**CHALLENGE:** Decide whether each statement below agrees with the Highway to Hell text, answering yes or no and quoting the words from the text that settle it. 1. Bon joined Fraternity in 1970. 2. Bon eventually gave up smoking pot. 3. Heroin was widespread across Australia before the Vietnam War.

**SOURCE DOCUMENT:**
######
Highway to Hell
Page 17
AC/DC would outlive teen pinupdom because when the little girls abandoned them—as the little girls are wont to do—the boys came back. This to the band was a transient phase, as Australia itself was—a stepping stone to greater things.
At the end of March, as both the single and album entered the charts, and AC/DC were playing a good eight gigs a week in Melbourne and elsewhere, Bon’s relationship with Judy King came to an ugly climax.
Smack was never far from the surface of the seventies rock scene. Most people still came on like hippies, but the heady days of communal tripping were over. The me-decade demanded a more self-centered high. Harder drugs came in: at the up end of the spectrum, cocaine and speed; at the down end, heroin. No less an icon of cool than Keith Richards was a brazen junkie.
Bon’s drinking had been on the increase ever since he joined Fraternity in 1970. As AC/DC progressed, Bon consumed more of everything. His drinking could be on and off—he was a binge drinker really—but the grog was a persistent presence. And smoking pot was a habit he never kicked, never saw the need.
But if there’s ever been a suspicion Bon was more deeply involved with narcotics than it seemed, the fact is that he never really got into heroin. Certainly though, he dabbled in it, as Judy King went down on it. On at least one occasion, in Melbourne in early 1975, he almost died of an overdose. But that, it seems, was enough to warn him off it, even though heroin would surround him and touch him as a codependent for the rest of his life.
Until the Vietnam War, heroin had been only a minor presence in Australia, mainly in Sydney’s Chinatown. In the early seventies, though, the drug spread out of Kings Cross. Supply reached Melbourne, where it flowed through massage parlors and hamburger joints on Fitzroy Street, St Kilda.
Judy King was working in the parlor and spending every penny she earned on smack. One night, Bon found her and Christine out of it as usual. But rather than just being on the nod, they were in high spirits, mischievous as sisters can be. They began goading Bon, trying to entice him to have a taste. Of course, if there was one thing Bon couldn’t resist it was a dare, even if it went against his better judgement. He rolled up his sleeve.
The girls tapped out a measure of brown rocks into a spoon. Adding water and a dash of lemon juice over a match, the heated mixture dissolved. Judy drew it into a syringe through a filter from a cigarette. Bon took off his studded belt to use as a tourniquet. Judy found a vein, which wasn’t difficult on Bon’s sinewy arm, and shot him up.
######
**LISTED RECORDS:**
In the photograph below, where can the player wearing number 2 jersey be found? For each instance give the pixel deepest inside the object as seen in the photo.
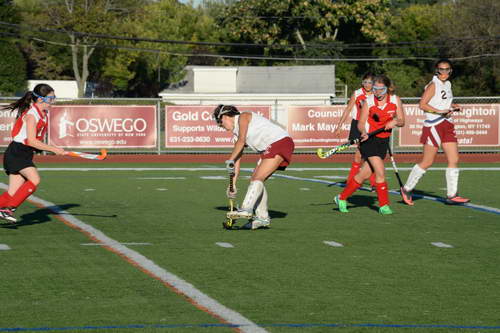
(438, 131)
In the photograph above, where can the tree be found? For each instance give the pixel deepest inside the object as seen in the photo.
(73, 24)
(12, 62)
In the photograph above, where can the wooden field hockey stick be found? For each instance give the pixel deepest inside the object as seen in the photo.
(229, 223)
(344, 146)
(88, 156)
(394, 166)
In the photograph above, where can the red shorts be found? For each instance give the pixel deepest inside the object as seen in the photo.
(284, 148)
(436, 135)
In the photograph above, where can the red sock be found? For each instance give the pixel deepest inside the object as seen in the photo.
(354, 170)
(27, 189)
(350, 188)
(4, 199)
(382, 193)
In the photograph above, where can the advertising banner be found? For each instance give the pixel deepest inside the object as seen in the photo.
(313, 126)
(192, 126)
(103, 126)
(475, 125)
(7, 119)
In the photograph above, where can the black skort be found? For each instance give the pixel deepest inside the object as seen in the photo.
(17, 157)
(374, 146)
(354, 133)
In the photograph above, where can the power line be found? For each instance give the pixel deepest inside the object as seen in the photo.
(337, 45)
(236, 56)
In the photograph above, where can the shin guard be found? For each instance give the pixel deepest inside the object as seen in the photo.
(27, 189)
(382, 194)
(351, 187)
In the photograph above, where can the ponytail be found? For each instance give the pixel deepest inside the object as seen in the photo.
(24, 103)
(21, 104)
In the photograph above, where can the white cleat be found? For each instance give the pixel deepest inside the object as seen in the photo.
(257, 223)
(239, 214)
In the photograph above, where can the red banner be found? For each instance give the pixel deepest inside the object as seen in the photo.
(103, 126)
(475, 125)
(189, 126)
(7, 119)
(313, 126)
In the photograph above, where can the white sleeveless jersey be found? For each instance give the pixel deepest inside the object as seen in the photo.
(261, 132)
(443, 96)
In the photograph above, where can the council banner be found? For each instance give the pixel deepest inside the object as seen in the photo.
(192, 126)
(475, 125)
(103, 126)
(7, 119)
(313, 126)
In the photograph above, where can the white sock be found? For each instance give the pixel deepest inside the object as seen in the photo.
(416, 173)
(254, 192)
(452, 181)
(261, 210)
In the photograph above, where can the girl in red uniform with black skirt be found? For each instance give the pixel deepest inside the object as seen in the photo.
(383, 109)
(353, 108)
(27, 137)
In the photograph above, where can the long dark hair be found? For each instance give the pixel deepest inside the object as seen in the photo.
(391, 89)
(24, 103)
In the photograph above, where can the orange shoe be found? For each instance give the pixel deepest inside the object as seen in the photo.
(406, 195)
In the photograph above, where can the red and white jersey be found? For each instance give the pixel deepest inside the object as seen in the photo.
(261, 132)
(360, 97)
(380, 114)
(20, 129)
(443, 96)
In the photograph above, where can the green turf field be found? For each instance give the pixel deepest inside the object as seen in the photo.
(384, 271)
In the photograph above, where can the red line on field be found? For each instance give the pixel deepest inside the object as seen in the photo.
(220, 158)
(134, 263)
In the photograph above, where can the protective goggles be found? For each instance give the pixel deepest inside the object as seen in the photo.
(218, 117)
(380, 90)
(46, 99)
(444, 70)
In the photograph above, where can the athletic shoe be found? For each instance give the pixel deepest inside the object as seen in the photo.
(342, 204)
(456, 200)
(6, 214)
(239, 214)
(385, 210)
(257, 223)
(407, 199)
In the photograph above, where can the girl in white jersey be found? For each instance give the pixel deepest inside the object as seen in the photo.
(27, 137)
(275, 147)
(438, 131)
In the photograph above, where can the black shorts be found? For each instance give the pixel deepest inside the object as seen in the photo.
(17, 157)
(374, 146)
(354, 133)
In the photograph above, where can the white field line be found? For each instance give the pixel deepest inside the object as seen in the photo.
(334, 244)
(441, 244)
(223, 244)
(195, 296)
(243, 169)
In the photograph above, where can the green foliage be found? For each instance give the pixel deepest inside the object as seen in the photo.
(12, 69)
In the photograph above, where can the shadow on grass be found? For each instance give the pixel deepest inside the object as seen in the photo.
(42, 215)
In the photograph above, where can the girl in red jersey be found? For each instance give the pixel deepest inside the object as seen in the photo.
(354, 109)
(27, 137)
(438, 130)
(383, 109)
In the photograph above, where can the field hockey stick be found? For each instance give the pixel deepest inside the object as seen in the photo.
(344, 146)
(88, 156)
(394, 166)
(229, 223)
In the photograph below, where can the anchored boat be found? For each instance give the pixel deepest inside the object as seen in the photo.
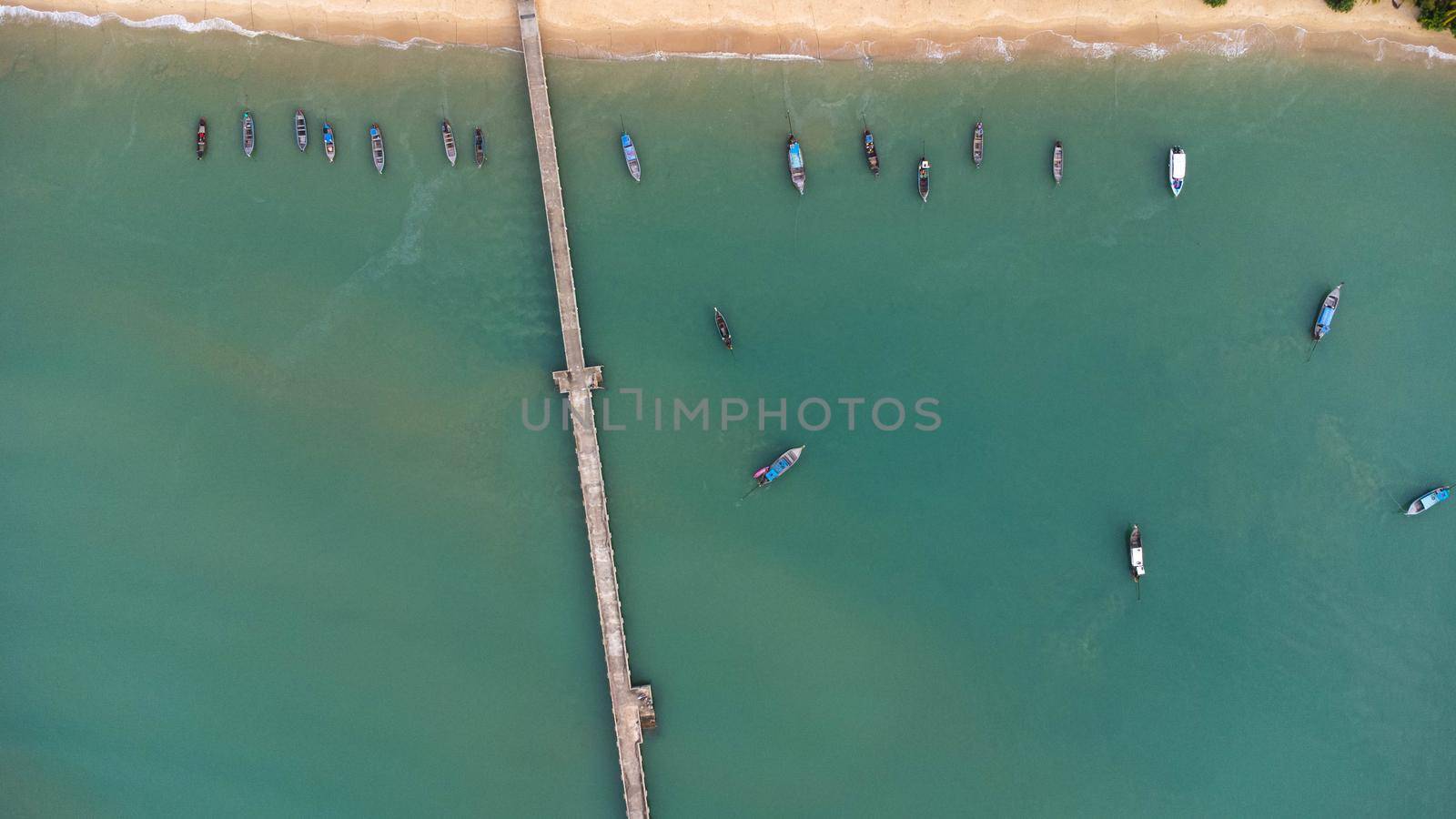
######
**FINISHED TASK:**
1. Yes: "ever since he joined Fraternity in 1970"
2. No: "smoking pot was a habit he never kicked, never saw the need"
3. No: "Until the Vietnam War, heroin had been only a minor presence in Australia, mainly in Sydney’s Chinatown"